Greg Merritt of Blaine, a product manager at Onvoy in 1999 and 2000, said Onvoy's accounting of MCI long-distance calls handled by Onvoy's Gateway service was unusual and could have created at least the potential for accounting abuse. The Gateway service routed MCI long-distance calls into Canada to save money; eventually the calls were returned to their destinations in the United States.

But Onvoy CEO Janice Aune said Merritt's charges were false. She said Merritt "was let go by Onvoy" before she joined the company because "there were questions of competency." She said his comments reveal a lack of technical knowledge.

Onvoy CEO Janice Aune refutes the allegations.

Merritt said he lost his job at Onvoy in July 2000 because of a reorganization.

Merritt's remarks follow those of an anonymous whistle-blower who told federal investigators in New York that Onvoy and MCI were involved in fraud that resulted in illegally shifting access charges from MCI to AT&T. Access charges are the fees paid by long-distance firms to local telephone companies to reach their local customers.

The allegations are complicated by the fact that routing long-distance calls through Canada to achieve lower costs is not illegal and that the process of sending calls over a circuitous path, called "least-cost routing," is common in the industry.

Aune said that while Onvoy's management "has no knowledge of any improper or illegal activity" by the firm, it is complying with a federal request for information about MCI and Onvoy's dealings by hiring the Minneapolis law firm of Lindquist & Vennum to conduct an independent investigation. That investigation is expected to last 60 to 90 days.

Merritt said Onvoy's most serious accounting problem in connection with the MCI fraud investigation was that Onvoy's Gateway service took long-distance calls from MCI and shifted them to a part of Onvoy, called Private Line, that normally handled data transmission instead of voice calls. That made the calls difficult to track, even for the firm's auditors, he said.

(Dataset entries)
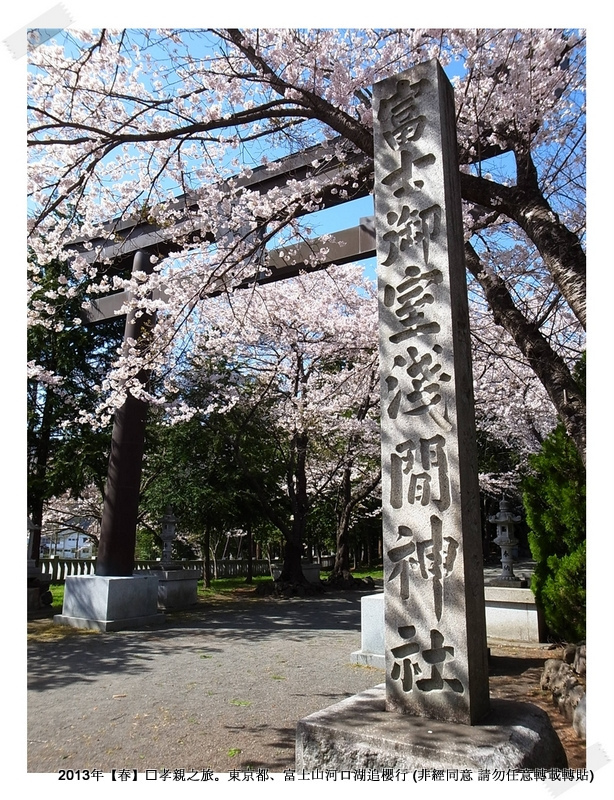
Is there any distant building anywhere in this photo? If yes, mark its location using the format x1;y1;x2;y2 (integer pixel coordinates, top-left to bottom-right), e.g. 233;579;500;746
40;530;94;558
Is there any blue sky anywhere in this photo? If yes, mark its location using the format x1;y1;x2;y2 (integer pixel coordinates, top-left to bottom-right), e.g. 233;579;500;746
0;7;614;800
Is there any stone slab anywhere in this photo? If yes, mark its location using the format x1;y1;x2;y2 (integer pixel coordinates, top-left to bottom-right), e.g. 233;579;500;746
150;569;201;611
484;586;545;643
350;586;544;669
296;684;567;771
53;574;164;631
350;592;386;669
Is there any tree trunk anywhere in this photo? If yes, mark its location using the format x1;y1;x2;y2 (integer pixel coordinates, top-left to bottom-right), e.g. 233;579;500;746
465;243;586;463
203;522;211;589
279;433;309;585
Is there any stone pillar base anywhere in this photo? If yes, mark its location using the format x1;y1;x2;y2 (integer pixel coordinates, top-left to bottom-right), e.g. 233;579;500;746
296;684;567;772
53;575;164;631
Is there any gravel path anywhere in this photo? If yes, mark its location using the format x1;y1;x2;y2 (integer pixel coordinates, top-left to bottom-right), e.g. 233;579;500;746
28;590;585;773
28;590;384;772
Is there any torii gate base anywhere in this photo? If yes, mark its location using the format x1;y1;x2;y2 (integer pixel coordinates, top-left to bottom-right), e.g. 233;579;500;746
53;574;165;631
296;684;567;774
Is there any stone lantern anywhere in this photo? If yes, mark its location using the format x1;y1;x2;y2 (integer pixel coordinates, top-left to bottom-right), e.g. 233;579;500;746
160;506;177;564
488;498;526;587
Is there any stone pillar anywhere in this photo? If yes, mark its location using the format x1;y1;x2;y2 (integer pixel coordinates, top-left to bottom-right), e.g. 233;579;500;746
374;61;489;724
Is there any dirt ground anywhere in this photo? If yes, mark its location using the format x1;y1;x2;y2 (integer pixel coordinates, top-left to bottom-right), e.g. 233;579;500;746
28;592;585;773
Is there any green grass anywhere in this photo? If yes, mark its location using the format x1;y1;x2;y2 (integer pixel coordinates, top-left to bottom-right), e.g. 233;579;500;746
49;569;383;608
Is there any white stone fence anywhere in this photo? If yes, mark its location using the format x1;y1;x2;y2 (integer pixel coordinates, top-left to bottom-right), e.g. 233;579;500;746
40;558;271;583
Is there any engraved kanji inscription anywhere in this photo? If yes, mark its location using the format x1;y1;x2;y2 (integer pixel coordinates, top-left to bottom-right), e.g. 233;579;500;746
390;625;465;694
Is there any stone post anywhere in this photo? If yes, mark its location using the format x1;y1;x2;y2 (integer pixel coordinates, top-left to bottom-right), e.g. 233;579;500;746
374;61;489;724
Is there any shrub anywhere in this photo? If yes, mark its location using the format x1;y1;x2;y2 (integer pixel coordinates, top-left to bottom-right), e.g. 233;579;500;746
522;425;586;642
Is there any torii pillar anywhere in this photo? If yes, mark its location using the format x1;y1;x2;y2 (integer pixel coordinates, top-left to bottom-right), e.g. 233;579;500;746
54;250;164;631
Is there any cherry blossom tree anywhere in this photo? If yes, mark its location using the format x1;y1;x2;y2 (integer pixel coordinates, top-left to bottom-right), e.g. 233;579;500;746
186;265;380;584
28;29;586;466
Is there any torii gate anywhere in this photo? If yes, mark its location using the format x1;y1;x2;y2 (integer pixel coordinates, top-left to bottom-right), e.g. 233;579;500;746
54;60;566;771
74;138;375;577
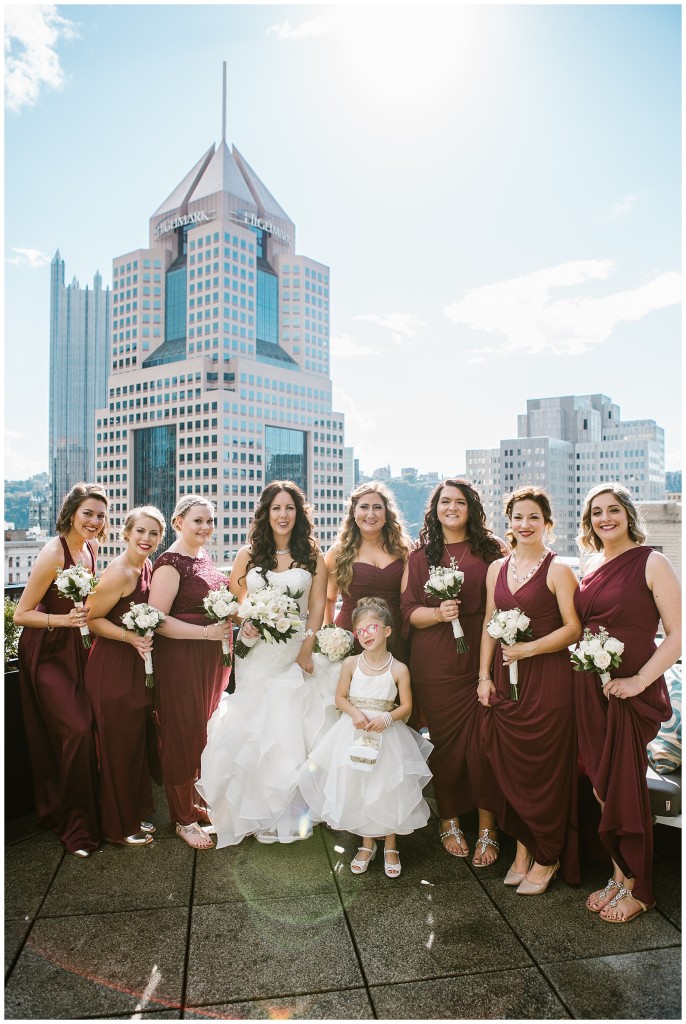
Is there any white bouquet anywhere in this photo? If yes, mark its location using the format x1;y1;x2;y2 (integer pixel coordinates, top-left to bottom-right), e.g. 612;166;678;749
486;608;531;700
203;586;239;665
122;601;165;688
312;623;354;662
234;584;303;657
55;562;97;650
424;558;469;654
571;626;625;686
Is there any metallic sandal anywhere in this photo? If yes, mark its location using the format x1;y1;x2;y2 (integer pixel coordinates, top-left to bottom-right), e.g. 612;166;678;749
438;818;469;857
472;828;501;867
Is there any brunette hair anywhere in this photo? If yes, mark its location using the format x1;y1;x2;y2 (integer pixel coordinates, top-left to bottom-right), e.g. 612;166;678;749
576;481;648;551
55;482;110;541
505;484;555;549
119;505;167;544
352;597;393;629
417;477;503;565
336;480;412;594
246;480;319;579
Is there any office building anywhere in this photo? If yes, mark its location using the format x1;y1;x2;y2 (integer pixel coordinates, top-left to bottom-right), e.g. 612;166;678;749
95;113;344;565
467;394;664;556
49;250;112;520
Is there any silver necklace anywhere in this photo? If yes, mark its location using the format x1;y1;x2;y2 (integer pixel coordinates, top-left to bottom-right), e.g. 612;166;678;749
362;651;393;672
510;548;548;583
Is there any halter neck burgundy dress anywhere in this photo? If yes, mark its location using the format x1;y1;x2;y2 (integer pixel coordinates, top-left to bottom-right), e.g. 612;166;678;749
85;560;153;843
575;545;672;905
481;551;581;884
18;537;100;853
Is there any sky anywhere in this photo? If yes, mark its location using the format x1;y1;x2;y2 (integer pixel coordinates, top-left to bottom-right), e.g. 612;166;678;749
4;3;682;479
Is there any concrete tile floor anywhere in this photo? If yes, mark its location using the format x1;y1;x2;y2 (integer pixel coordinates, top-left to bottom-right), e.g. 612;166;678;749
5;790;681;1020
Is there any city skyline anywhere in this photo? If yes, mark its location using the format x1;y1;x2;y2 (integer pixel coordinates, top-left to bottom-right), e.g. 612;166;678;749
5;4;681;478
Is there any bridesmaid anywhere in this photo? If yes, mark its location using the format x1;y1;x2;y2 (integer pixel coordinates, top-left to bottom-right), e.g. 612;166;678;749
14;483;109;857
86;505;165;846
478;486;581;896
148;495;231;850
401;479;505;867
325;480;412;665
575;483;681;925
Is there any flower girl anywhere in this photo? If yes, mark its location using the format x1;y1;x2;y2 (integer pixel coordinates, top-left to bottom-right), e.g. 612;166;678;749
298;597;432;879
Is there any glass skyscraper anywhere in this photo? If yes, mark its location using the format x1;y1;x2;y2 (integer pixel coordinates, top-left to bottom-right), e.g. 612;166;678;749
95;139;344;564
49;251;111;529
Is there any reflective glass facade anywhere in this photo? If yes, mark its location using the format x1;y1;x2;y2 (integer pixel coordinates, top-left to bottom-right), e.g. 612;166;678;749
264;427;307;494
133;426;176;550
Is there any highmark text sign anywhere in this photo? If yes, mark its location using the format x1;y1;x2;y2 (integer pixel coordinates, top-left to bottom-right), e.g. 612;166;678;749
233;210;291;246
155;210;214;239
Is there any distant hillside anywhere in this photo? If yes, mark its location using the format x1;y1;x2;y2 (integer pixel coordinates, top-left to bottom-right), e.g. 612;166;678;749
5;473;49;529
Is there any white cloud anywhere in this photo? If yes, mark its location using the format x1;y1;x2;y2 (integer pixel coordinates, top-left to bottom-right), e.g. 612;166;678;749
355;313;426;345
605;195;638;220
331;334;377;359
5;4;78;114
7;248;50;267
265;14;335;40
443;260;681;355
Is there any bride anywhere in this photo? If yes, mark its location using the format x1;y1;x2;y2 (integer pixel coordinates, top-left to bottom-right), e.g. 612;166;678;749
196;480;327;847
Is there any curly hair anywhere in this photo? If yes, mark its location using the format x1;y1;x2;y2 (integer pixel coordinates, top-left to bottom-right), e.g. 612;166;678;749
336;480;412;594
55;481;110;541
576;481;648;551
352;597;393;630
417;477;503;565
246;480;319;579
504;484;555;550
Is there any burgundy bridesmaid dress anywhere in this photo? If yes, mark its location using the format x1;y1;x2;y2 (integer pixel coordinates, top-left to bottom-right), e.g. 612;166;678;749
153;551;230;825
86;560;157;843
481;551;581;884
400;541;495;819
575;545;672;905
18;537;100;853
335;558;408;665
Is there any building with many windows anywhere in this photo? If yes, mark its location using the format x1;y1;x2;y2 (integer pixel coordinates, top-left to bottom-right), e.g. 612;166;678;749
49;250;111;528
467;394;664;556
95;125;344;564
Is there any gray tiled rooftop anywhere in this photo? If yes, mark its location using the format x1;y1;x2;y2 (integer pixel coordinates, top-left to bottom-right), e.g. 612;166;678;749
5;790;681;1020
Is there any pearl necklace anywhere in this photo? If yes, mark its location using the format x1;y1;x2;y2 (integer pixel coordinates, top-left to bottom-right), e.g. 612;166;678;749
362;651;393;672
510;548;548;583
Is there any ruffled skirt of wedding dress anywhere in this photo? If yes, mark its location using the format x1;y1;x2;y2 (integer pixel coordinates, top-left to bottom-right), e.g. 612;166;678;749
196;643;325;847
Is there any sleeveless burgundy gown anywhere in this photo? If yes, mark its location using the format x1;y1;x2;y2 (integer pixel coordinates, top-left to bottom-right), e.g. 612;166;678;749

**Instruction 1**
Lay out the dataset entries between the line holding "Is there any stone pillar anywhere" and the line holding "40;558;271;583", inclusive, as a Markdown table with the columns Row and Line, giving one row per line and skipping any blank lines.
**Instruction 2**
Continue the article on the Onvoy accounting allegations from the point where it stops.
The article and the entries have nothing to do with each other.

**Right answer 1**
| Row | Line |
|---|---|
| 1 | Is there any stone pillar anywhere in this photo? If yes, mark its location using the format x1;y1;x2;y2 (integer pixel coordinates, top-left to bottom-right), e.g. 233;579;500;746 |
| 2 | 374;61;489;724 |
| 3 | Is there any dirt ground anywhere in this photo? If yes, mark its location using the format x1;y1;x2;y2 (integer pixel coordinates, top-left to bottom-right), e.g. 233;579;500;746 |
| 4 | 28;592;585;773 |
| 5 | Is there any green grass anywhere in this photo? If yes, mark its location using the format x1;y1;x2;y2 (integer pixel coordinates, top-left to bottom-right), e.g. 233;579;500;746 |
| 6 | 49;569;383;608 |
| 7 | Is there any white stone fence anywhere in this photo? If yes, mark its location using the format x1;y1;x2;y2 (integer pixel coordinates, top-left to bottom-right), e.g. 233;579;500;746 |
| 8 | 40;558;271;583 |

**Right answer 2**
Sales executives in the Private Line group resisted inquiries from Onvoy's finance department about why the long-distance voice calls from MCI weren't being handled by Onvoy's regular long-distance operation, Merritt said. Employees in Private Line were discouraged from giving the finance department any information about the use of the Gateway service to route MCI voice calls to Canada, he said.

"There was no suggestion that anything was illegal," Merritt said. "But there was very high secrecy around the whole thing."

Spoke to FBI

Merritt said he volunteered his criticism of Onvoy on Thursday after giving the same information to the FBI on Wednesday but insisted that he is not the anonymous whistle-blower in the Onvoy-MCI investigation.

Merritt's employment profile appears not to fit the description of the whistle-blower in federal documents. A 13-page sworn statement provided by the whistle-blower to the U.S. attorney's office in New York last month described the whistle-blower as a network engineer who left MCI in 1995 to work at Onvoy and who lost his job as part of Onvoy employment cutbacks this year. Merritt said he was a product manager who arrived at Onvoy in 1999 from Denver-based Internet Communications, a firm that is no longer in business.

The whistle-blower told federal investigators that the alleged MCI-Onvoy scheme worked this way: MCI long-distance calls were routed by Onvoy's Gateway service to Manitoba Telecom Services of Winnipeg, Manitoba. The whistle-blower alleged that Manitoba Telecom changed the codes on the calls to make it appear that they had originated in Canada, thus tricking AT&T into paying the access charges for terminating the calls when they were sent back to the United States via an AT&T line.

But Roger Ballance, executive vice president of sales and marketing at Manitoba Telecom, said Tuesday that his firm did not alter any information that detailed the origin and destination of MCI long-distance calls that were routed to his firm by Onvoy.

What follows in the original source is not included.